## Activity 1
List every book title mentioned in the book reviews.
## Activity 2
According to the book reviews, why does Daphne move to Berlin?

## Text section
= Beginning of Section =
Shrines of Gaiety by Kate Atkinson
Gangsters, nightclubs, and the glamour of the 1920s – sounded promising. But it’s kind of difficult to believe that this excessive novel came from the same author as my very much loved Life After Life. Shrines lacks the cleverness, the warmth and the humour that I was introduced to in Life. Instead, it felt overworked, with so many characters with detailed back-stories that it was difficult to care for a single one of them. And the info-dumping – ugh (the character of Nellie Coker, is based on Kate Meyrick, the Nightclub Queen). I hope this is merely a blip for Atkinson.
Lucy by the Sea by Elizabeth Strout
The fourth novel in Strout’s Amgash series is a COVID story. That will no doubt turn some readers away and initially I didn’t know if I’d bother. But, as always with Strout, her stories-within-the story and gentle meanderings between the present and the past are a balm – the reading equivalent of comfort food.
I was thrilled by the mention of Olive and other previous characters but I felt that this book concluded in a way that others in the series hadn’t i.e. very ‘conclusively’. Is this is where we’ll be leaving Lucy et al?
Berlin by Bea Setton
I had very high hopes for this story about 25-year-old Brit, Daphne, who moves to Berlin to learn German. Initially, I enjoyed the accurate details of the city – beautifully incorporated and evocative. It soon becomes apparent that Daphne is an unreliable narrator, and I was still absolutely onboard (wasn’t anticipating a thriller but hey, I was happy to keep reading about picnics at Tempelhofer Feld). However, midway through the book, Setton repeats some unusual circumstances that Daphne finds herself in, and rather than being alarming, it seemed basically highly unlikely. It was all downhill from there.
Berlin has been likened to My Year of Rest and Relaxation by Ottessa Moshfegh – that’s a stretch in my opinion. Berlin lacks the emotional complexity and compelling inner dialogue of Year and once you understand Daphne as unreliable (and know that her rich parents fund her lifestyle), it’s hard to care much.
= End of Section =
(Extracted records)
= Beginning of Section =
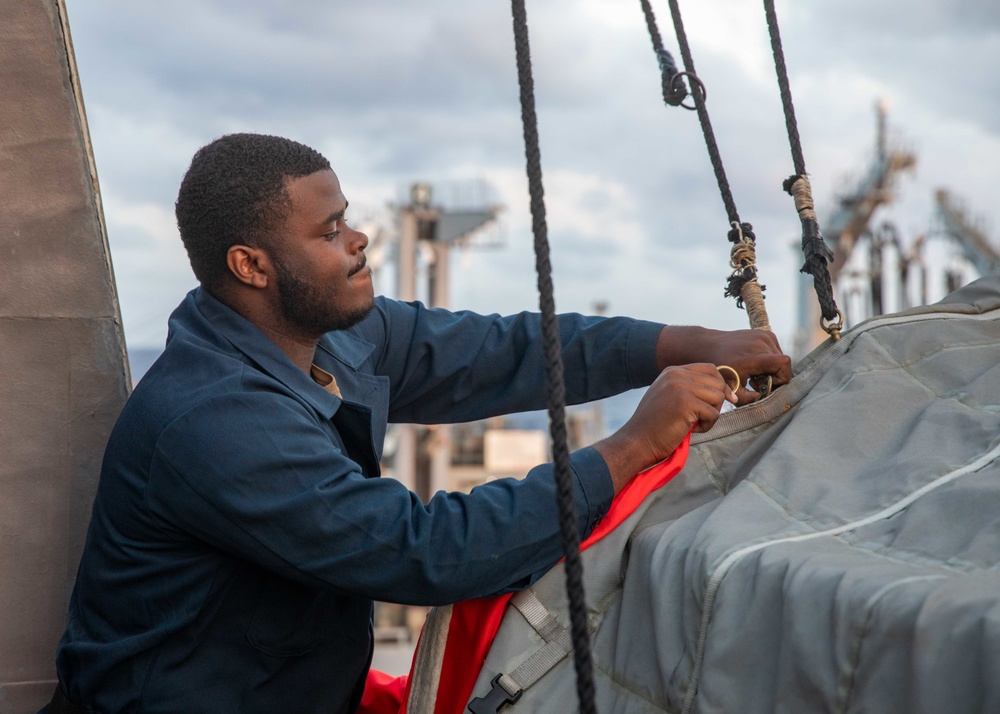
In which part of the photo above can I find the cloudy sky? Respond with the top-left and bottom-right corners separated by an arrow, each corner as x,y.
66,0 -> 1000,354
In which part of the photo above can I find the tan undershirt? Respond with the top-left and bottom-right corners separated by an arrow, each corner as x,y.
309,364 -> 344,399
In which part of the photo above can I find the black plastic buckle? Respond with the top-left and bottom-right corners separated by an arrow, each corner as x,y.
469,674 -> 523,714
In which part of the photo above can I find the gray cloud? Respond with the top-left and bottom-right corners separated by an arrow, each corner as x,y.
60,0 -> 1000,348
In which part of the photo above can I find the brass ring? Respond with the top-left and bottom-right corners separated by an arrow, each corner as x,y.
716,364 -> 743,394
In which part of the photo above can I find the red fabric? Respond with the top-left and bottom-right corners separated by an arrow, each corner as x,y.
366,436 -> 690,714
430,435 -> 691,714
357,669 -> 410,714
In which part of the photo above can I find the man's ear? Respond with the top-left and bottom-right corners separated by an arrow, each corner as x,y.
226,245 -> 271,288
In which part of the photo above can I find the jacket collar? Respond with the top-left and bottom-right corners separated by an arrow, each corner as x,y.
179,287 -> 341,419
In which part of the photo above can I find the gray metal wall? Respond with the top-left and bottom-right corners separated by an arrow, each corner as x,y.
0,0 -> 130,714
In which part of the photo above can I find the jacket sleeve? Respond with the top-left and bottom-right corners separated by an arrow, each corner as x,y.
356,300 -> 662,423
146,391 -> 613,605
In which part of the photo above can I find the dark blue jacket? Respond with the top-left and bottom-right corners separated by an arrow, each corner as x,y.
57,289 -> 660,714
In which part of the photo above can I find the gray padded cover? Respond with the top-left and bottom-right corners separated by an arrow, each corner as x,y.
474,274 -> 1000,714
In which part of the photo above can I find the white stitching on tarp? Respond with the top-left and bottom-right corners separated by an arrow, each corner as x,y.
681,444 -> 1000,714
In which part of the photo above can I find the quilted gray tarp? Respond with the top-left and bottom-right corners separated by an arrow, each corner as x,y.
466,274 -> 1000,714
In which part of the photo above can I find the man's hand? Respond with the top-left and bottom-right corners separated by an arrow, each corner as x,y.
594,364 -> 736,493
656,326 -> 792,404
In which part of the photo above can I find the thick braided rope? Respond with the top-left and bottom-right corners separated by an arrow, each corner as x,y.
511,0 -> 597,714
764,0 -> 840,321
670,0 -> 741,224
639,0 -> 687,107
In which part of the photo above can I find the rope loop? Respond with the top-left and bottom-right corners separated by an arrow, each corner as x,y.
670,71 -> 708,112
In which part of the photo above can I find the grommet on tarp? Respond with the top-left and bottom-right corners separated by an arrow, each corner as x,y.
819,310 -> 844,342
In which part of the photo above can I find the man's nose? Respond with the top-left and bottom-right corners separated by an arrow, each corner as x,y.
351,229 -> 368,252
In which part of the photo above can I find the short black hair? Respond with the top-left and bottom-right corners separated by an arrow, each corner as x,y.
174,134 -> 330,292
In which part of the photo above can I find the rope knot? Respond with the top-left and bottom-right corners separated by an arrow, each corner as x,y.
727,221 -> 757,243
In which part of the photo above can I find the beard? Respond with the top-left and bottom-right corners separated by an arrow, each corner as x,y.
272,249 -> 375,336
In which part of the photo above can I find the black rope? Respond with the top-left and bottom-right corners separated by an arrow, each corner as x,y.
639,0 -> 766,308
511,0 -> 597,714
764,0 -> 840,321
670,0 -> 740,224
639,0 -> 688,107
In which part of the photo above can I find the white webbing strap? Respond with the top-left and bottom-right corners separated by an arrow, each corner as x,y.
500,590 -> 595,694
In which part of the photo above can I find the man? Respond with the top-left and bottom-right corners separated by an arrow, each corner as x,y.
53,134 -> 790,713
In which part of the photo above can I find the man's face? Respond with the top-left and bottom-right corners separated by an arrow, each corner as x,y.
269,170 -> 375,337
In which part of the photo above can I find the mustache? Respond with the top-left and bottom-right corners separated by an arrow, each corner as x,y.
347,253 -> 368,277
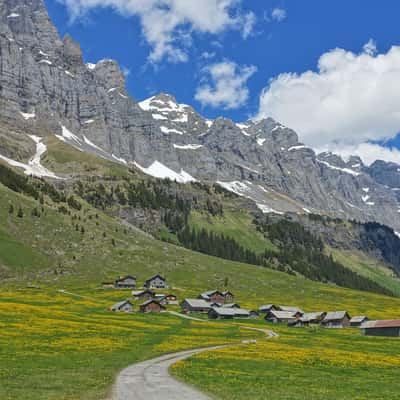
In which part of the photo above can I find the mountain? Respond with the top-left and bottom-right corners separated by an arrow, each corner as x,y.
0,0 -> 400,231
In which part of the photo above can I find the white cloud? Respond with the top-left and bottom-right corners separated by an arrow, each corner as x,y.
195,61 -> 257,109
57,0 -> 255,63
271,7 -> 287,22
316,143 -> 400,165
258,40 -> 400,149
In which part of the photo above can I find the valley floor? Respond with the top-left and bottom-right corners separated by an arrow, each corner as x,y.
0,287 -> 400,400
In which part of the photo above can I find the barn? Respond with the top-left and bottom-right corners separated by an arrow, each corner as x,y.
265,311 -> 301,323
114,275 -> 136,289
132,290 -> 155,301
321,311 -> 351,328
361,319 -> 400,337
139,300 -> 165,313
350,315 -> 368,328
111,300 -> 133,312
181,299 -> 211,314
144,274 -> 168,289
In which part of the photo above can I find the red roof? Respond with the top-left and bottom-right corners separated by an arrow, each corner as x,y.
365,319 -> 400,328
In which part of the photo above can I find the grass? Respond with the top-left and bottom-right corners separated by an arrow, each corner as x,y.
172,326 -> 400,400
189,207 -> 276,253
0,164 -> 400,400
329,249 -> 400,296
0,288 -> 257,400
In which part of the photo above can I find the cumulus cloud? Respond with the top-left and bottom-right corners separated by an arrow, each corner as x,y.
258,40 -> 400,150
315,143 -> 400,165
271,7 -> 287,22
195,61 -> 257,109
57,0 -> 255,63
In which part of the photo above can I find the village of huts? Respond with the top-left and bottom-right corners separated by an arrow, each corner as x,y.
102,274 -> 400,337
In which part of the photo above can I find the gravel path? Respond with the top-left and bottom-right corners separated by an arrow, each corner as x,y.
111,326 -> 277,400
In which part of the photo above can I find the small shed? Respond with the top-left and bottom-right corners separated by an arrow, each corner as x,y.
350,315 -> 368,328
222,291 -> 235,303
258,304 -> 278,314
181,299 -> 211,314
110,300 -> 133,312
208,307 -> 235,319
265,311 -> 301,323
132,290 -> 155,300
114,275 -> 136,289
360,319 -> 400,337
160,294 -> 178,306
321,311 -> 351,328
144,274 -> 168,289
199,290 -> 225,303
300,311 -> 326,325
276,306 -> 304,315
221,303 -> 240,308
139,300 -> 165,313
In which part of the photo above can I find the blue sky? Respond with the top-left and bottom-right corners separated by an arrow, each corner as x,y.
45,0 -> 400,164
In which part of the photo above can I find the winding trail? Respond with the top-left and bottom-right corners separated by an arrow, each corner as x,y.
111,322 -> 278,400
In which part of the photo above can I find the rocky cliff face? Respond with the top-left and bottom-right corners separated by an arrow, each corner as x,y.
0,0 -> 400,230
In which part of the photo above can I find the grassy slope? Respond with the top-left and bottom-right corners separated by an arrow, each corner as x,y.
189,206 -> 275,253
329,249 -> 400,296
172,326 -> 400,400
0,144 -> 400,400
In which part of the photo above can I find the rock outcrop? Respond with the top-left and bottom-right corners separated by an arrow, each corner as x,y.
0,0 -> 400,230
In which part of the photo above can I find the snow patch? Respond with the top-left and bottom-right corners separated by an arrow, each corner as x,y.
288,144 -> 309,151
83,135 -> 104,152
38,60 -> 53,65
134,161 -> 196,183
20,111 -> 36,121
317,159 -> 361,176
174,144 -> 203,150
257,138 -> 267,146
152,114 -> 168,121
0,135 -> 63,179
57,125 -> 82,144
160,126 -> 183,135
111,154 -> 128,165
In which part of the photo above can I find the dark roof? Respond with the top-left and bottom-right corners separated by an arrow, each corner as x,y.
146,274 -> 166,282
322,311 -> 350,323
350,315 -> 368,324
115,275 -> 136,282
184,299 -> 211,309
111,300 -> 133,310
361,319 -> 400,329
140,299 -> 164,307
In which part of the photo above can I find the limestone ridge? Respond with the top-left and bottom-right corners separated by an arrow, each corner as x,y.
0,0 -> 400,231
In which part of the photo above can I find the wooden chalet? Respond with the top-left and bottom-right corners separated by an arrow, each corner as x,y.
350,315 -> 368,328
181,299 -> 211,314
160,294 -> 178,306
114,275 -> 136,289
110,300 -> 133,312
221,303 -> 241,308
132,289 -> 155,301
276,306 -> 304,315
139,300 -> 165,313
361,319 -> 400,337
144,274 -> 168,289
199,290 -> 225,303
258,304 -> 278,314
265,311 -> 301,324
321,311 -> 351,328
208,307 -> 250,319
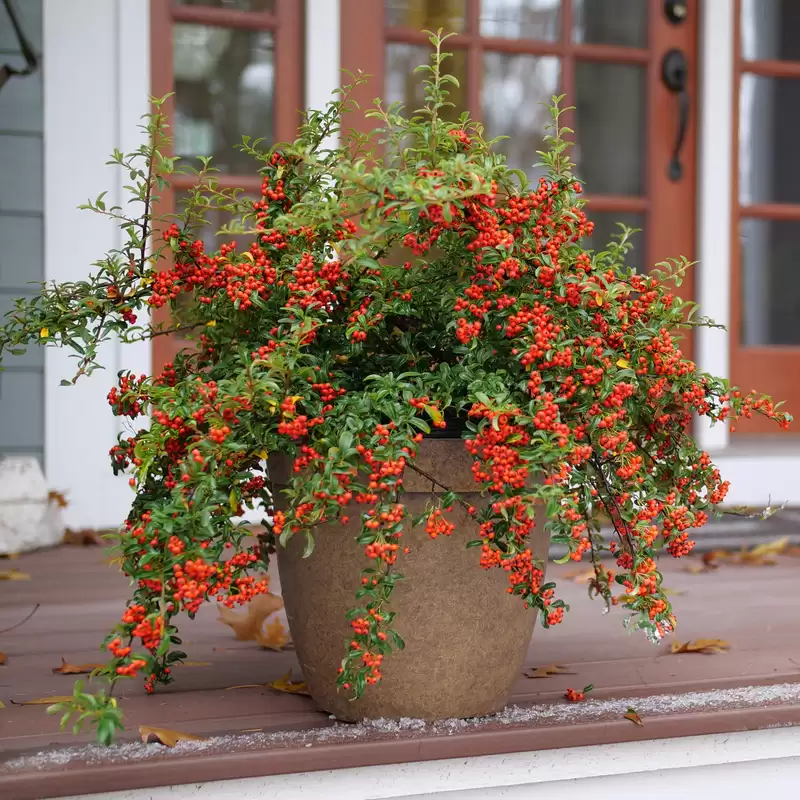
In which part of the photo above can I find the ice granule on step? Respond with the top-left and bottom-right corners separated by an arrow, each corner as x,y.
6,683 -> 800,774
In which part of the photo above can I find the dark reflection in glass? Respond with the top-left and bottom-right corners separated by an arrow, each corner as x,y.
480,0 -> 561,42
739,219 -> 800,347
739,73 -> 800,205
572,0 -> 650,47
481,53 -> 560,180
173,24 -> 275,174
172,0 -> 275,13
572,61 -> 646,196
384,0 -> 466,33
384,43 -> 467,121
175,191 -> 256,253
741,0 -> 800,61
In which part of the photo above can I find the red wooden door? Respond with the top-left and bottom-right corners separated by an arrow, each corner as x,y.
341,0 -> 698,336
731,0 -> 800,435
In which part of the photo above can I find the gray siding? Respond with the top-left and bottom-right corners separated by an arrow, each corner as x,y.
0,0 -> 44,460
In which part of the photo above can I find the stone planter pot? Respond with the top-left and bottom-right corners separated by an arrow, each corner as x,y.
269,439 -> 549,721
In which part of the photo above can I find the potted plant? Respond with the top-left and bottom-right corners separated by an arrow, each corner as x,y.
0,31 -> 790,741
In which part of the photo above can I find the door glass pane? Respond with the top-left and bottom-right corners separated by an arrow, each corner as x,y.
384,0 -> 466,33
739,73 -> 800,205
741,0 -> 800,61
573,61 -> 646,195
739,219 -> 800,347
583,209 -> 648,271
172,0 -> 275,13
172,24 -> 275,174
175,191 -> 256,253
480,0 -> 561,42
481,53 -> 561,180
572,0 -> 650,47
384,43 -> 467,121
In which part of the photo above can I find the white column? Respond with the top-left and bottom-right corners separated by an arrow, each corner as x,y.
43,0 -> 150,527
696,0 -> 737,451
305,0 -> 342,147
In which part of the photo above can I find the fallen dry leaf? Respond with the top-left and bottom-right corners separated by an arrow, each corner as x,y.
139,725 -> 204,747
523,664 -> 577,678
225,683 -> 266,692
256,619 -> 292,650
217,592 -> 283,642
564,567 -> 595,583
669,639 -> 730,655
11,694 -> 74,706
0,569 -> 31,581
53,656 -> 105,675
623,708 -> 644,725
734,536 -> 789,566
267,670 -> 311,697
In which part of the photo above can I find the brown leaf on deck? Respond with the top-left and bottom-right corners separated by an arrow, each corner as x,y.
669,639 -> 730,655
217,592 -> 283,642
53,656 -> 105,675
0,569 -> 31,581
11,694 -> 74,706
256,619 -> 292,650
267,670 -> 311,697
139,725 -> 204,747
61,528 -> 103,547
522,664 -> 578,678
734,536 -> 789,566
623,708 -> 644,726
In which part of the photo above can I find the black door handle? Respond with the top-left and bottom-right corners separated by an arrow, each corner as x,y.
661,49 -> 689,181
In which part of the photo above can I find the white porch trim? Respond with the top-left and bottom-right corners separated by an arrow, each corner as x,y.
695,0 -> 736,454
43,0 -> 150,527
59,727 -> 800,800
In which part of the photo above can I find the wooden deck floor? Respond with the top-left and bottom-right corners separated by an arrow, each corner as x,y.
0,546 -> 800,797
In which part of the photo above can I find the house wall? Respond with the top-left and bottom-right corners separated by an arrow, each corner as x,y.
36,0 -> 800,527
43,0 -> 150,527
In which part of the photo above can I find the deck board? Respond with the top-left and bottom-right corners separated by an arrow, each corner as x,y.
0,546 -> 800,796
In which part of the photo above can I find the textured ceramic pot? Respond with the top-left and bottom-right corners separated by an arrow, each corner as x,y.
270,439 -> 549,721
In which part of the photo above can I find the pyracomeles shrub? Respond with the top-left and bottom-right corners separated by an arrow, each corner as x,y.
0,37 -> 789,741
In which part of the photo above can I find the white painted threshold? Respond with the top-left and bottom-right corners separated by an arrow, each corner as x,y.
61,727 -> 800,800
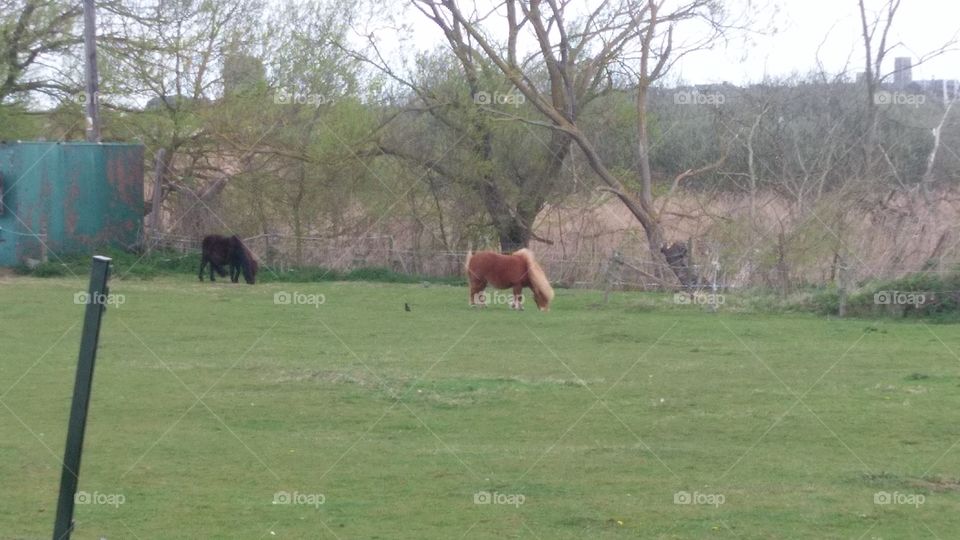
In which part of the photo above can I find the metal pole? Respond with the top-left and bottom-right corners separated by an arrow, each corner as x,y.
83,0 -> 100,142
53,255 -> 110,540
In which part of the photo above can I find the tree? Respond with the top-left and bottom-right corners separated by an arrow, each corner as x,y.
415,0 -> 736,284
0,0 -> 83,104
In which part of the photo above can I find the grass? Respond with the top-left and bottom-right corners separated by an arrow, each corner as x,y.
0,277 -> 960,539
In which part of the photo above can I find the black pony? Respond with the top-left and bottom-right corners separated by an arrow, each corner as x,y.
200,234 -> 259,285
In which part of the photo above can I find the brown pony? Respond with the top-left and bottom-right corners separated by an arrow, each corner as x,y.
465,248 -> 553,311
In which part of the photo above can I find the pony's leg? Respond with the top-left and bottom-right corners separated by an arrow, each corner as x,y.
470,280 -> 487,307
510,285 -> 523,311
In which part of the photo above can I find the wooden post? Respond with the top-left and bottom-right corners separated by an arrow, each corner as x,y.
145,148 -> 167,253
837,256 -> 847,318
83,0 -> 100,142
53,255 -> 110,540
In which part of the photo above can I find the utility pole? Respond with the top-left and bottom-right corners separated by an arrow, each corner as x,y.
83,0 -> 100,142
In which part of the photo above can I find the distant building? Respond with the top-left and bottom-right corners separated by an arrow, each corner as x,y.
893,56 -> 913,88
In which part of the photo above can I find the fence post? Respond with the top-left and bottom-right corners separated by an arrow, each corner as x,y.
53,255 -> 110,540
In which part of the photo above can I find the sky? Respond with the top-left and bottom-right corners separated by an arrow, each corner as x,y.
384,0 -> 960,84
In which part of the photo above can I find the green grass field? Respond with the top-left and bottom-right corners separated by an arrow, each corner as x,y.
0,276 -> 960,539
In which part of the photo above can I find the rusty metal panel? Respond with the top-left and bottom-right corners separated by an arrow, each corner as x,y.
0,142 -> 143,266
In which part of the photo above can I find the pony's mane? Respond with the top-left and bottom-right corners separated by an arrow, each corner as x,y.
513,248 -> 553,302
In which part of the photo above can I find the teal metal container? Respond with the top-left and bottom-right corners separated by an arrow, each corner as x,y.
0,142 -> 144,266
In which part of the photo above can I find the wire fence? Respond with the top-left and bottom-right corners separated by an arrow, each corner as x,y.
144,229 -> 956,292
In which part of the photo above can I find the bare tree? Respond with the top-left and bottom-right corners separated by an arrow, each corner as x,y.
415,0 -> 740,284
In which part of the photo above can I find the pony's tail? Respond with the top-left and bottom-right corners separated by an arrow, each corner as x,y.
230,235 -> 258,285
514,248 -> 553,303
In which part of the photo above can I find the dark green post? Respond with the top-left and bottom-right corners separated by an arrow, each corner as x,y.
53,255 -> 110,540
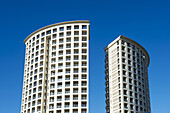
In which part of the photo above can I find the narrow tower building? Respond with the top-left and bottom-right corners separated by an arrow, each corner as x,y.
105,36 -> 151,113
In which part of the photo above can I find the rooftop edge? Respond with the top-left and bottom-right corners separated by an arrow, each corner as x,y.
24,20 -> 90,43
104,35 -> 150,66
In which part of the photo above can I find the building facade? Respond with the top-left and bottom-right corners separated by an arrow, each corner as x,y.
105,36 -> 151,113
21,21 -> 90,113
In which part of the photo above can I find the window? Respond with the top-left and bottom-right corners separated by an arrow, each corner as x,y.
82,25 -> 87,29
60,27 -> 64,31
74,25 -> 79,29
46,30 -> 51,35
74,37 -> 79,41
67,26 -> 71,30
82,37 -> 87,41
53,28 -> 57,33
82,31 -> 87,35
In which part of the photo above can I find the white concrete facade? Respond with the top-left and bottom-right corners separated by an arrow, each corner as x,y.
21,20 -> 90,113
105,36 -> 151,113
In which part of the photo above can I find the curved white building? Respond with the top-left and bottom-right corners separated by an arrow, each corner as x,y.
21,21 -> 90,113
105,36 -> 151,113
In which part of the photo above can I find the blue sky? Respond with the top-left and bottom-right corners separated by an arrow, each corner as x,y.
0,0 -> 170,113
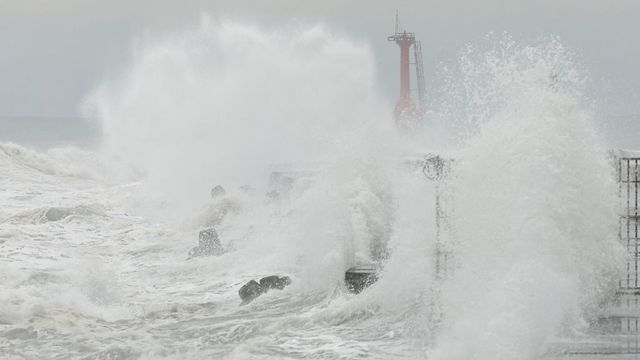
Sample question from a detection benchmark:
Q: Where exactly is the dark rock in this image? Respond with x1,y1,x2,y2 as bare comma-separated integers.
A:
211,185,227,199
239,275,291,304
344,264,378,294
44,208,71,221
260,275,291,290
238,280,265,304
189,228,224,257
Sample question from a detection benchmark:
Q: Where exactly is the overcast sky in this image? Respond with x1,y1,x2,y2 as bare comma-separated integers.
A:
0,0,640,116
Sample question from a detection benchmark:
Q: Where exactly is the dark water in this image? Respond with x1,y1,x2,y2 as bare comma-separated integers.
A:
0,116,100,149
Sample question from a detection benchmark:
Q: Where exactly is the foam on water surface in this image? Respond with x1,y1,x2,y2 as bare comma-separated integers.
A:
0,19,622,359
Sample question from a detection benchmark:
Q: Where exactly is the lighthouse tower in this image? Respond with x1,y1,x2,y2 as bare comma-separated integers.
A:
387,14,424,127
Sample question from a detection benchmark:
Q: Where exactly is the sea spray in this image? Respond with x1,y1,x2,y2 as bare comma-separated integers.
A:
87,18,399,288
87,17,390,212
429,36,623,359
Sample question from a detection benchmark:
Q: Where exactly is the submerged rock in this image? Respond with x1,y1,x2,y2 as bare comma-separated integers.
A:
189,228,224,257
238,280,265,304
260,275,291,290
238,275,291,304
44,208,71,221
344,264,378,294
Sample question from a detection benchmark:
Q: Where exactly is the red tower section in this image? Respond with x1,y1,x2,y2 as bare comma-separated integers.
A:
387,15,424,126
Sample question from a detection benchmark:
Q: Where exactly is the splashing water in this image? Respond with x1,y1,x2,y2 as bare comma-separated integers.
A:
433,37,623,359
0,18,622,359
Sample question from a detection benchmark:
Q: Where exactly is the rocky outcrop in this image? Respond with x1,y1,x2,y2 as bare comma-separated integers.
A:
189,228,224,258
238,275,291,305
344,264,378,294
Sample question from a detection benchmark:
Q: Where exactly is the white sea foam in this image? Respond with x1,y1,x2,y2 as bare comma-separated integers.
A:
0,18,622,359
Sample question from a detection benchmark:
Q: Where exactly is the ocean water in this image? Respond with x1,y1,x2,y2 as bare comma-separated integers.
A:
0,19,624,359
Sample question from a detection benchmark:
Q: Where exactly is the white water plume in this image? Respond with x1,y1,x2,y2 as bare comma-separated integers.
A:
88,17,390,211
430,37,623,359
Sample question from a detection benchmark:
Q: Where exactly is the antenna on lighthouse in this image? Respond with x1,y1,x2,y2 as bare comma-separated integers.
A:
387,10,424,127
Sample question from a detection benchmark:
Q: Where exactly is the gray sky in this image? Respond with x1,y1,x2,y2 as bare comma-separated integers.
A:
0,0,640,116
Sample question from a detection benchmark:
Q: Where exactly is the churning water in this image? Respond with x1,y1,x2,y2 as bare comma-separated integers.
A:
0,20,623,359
= End of Section =
## Output 1
Shrines of Gaiety
Life After Life
Lucy by the Sea
Berlin
My Year of Rest and Relaxation

## Output 2
She moves there to learn German.